From the news excerpt, return the passage that begins at "A member of" and stops after "(CSR). Et Voilà!", copied word for word.

● **EXTRACT TO READ**:
-- start --
By on September 15, 2008

Think GM has it bad? Or that they’re too big to fall? Think again. Lehman Brothers has just announced it’s filing for Chapter 11 bankruptcy protection. The 158 year-old bank decided to exercise the nuclear option after attempts at bailouts and takeovers failed. Lehman Brothers owes $128b in debt, which will probably be paid out at 60 cents on the dollar. (For reference, General Motors has $43b in long term debt). Thousands of Lehman workers were fired immediately after the Chapter 11 filling. The rest were told that they will be paid through Friday, at the most. John McCain – who probably realizes getting New York’s delegates is beyond the limits of reality – told the International Herald Tribune that he was “glad to see that the Federal Reserve and the Treasury Department have said no to using taxpayer money to bail out Lehman Brothers.” Floyd Norris from The New York Times reminds us that Lehman claimed it had ample capital and liquidity as late as last week. Sound familiar? It should. General Motors is in a similar predicament– only worse. Along with Bear Stearns and Merril Lynch, incidents like Lehman are using-up the market’s feelings of shock and surprise at major business failure. If General Motors is hoping for a bailout, they had better get on it soon, or no one will throw money in their direction, even post-C11.

By on September 13, 2008

A member of our Best and Brightest sent us some interesting auto industry stats, compiled by Senior equity research analyst at the Credit Suisse Group (CSR). Et Voilà!

• Big 3 dealer stocks declined by about 79,000 units, or 4.9%, to 1.55 million vehicles in August from 1.63 million in July. The 4.9% decline is favorable relative to the increase of about 1% normally seen this time of year.
• The larger than normal declines were a result of a combination of sharply lower production and significant incentive events. By maker, GM inventory fell 1.7% from July to August, while Chrysler and Ford shed about 7% and 8% of their dealer stocks, respectively.
-- end --
Records:
-- start --
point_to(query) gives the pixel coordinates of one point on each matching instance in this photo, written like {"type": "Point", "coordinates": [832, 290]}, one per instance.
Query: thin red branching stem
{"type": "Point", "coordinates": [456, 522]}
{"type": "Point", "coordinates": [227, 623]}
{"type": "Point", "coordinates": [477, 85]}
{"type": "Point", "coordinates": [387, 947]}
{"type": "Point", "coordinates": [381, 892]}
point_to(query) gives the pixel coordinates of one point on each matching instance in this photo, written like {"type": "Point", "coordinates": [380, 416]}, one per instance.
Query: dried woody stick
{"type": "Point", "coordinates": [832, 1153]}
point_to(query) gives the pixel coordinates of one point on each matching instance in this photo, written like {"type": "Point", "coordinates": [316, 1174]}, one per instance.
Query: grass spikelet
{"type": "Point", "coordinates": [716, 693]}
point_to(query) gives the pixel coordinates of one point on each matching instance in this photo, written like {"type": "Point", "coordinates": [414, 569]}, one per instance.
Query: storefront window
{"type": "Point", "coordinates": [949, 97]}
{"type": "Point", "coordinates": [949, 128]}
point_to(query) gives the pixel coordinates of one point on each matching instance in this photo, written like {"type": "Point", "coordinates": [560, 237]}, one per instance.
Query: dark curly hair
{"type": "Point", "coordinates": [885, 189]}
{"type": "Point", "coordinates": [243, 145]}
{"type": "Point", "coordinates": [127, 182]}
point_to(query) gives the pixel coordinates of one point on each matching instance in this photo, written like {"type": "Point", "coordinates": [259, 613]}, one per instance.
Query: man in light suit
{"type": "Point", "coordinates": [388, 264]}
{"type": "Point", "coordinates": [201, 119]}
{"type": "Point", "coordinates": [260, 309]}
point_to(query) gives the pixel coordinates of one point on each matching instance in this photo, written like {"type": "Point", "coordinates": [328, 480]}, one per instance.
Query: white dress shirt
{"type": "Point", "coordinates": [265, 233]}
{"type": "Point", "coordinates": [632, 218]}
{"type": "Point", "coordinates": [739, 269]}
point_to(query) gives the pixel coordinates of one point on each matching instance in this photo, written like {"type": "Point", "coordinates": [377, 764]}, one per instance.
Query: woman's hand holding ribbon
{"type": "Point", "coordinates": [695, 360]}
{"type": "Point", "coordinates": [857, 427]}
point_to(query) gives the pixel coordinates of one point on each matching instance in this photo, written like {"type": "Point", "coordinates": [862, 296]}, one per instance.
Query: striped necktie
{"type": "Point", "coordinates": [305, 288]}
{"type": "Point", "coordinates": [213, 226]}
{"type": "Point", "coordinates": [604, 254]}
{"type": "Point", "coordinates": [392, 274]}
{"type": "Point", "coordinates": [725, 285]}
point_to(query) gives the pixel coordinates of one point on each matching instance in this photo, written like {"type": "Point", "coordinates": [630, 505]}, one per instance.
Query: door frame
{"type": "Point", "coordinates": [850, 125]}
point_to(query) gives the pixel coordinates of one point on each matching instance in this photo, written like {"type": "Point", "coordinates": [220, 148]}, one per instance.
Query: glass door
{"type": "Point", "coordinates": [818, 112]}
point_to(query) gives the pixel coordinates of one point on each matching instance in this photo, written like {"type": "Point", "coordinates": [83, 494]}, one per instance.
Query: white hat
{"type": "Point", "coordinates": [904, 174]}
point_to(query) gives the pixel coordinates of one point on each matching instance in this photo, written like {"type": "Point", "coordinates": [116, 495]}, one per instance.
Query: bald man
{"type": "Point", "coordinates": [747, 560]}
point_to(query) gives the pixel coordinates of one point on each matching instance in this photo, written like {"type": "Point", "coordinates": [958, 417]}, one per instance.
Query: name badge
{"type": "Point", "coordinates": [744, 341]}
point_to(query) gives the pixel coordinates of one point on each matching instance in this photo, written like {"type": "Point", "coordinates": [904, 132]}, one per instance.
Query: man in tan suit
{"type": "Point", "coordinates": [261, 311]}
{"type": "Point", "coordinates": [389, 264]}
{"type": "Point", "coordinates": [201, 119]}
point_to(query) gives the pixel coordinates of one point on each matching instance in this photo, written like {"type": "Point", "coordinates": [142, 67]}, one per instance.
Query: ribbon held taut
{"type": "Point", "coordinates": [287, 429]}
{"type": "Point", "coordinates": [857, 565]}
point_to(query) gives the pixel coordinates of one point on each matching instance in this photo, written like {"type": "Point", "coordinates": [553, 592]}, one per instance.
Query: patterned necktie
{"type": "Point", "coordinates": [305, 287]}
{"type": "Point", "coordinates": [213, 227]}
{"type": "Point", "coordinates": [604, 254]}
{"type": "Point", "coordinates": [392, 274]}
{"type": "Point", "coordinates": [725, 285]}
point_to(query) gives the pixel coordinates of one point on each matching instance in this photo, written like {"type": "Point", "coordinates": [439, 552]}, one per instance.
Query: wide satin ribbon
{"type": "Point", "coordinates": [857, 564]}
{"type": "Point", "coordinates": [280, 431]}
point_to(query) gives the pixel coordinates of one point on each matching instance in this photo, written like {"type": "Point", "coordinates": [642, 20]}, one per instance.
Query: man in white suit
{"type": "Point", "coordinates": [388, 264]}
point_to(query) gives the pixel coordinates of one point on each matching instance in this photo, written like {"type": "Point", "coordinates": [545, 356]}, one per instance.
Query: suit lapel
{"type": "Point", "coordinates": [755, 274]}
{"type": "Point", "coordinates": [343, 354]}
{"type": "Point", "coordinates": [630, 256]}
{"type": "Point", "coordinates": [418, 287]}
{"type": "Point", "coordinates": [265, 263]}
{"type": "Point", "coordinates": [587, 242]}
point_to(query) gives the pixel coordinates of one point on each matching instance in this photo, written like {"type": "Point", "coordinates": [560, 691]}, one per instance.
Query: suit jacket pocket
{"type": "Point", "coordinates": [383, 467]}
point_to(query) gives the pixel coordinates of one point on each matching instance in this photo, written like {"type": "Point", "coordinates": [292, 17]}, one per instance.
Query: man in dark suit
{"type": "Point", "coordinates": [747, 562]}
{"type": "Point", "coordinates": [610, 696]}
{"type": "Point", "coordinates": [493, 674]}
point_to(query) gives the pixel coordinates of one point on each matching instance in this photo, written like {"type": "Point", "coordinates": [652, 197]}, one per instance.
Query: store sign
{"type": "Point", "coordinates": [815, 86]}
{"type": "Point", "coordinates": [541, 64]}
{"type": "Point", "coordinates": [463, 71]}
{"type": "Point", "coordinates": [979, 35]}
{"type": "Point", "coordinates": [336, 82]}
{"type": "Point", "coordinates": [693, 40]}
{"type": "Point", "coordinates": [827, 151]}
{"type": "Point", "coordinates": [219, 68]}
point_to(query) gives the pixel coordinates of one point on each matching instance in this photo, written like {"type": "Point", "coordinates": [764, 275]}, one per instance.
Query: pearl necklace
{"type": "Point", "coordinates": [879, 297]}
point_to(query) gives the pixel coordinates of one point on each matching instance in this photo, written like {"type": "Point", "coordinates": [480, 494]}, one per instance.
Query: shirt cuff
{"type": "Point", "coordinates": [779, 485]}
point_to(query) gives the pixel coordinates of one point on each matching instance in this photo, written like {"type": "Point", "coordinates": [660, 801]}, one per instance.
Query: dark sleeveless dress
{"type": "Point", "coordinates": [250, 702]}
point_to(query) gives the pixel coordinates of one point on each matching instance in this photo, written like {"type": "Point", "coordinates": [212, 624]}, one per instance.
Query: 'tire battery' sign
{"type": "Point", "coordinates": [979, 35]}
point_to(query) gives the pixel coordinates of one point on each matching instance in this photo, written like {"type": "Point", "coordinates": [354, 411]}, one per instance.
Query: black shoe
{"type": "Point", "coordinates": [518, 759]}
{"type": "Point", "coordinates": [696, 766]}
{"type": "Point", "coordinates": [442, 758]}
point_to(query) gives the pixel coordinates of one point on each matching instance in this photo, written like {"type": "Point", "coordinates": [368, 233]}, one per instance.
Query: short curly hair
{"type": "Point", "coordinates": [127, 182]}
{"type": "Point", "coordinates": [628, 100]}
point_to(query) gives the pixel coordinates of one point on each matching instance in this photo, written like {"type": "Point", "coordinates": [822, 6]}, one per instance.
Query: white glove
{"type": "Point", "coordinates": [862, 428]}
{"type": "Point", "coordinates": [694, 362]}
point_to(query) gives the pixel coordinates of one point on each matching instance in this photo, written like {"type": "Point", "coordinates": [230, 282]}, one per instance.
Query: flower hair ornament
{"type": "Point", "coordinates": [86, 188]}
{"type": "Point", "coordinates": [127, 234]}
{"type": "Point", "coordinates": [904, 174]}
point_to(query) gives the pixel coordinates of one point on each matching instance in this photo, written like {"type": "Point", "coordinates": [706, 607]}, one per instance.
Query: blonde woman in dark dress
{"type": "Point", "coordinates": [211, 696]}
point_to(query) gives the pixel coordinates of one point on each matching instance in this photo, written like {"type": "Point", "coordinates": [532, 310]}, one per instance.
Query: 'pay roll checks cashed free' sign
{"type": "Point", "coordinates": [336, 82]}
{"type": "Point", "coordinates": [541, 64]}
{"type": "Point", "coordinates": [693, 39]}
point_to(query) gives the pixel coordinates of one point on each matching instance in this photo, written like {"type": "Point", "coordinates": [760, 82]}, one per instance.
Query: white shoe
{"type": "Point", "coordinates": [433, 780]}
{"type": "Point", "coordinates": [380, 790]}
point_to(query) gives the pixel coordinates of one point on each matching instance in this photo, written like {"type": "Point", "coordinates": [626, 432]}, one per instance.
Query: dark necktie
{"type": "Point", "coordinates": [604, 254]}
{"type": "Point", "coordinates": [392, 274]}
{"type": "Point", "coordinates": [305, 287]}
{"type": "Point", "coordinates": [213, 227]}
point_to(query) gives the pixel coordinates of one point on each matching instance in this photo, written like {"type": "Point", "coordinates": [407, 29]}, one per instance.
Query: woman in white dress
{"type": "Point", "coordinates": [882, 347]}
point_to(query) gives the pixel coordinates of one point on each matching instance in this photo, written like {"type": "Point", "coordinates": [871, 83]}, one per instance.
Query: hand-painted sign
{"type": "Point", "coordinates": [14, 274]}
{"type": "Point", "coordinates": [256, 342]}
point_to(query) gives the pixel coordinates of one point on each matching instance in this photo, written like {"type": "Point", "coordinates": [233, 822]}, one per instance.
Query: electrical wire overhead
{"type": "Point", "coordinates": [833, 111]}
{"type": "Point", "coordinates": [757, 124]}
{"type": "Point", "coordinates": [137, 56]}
-- end --
● **COMPLETED TASK**:
A member of our Best and Brightest sent us some interesting auto industry stats, compiled by Senior equity research analyst at the Credit Suisse Group (CSR). Et Voilà!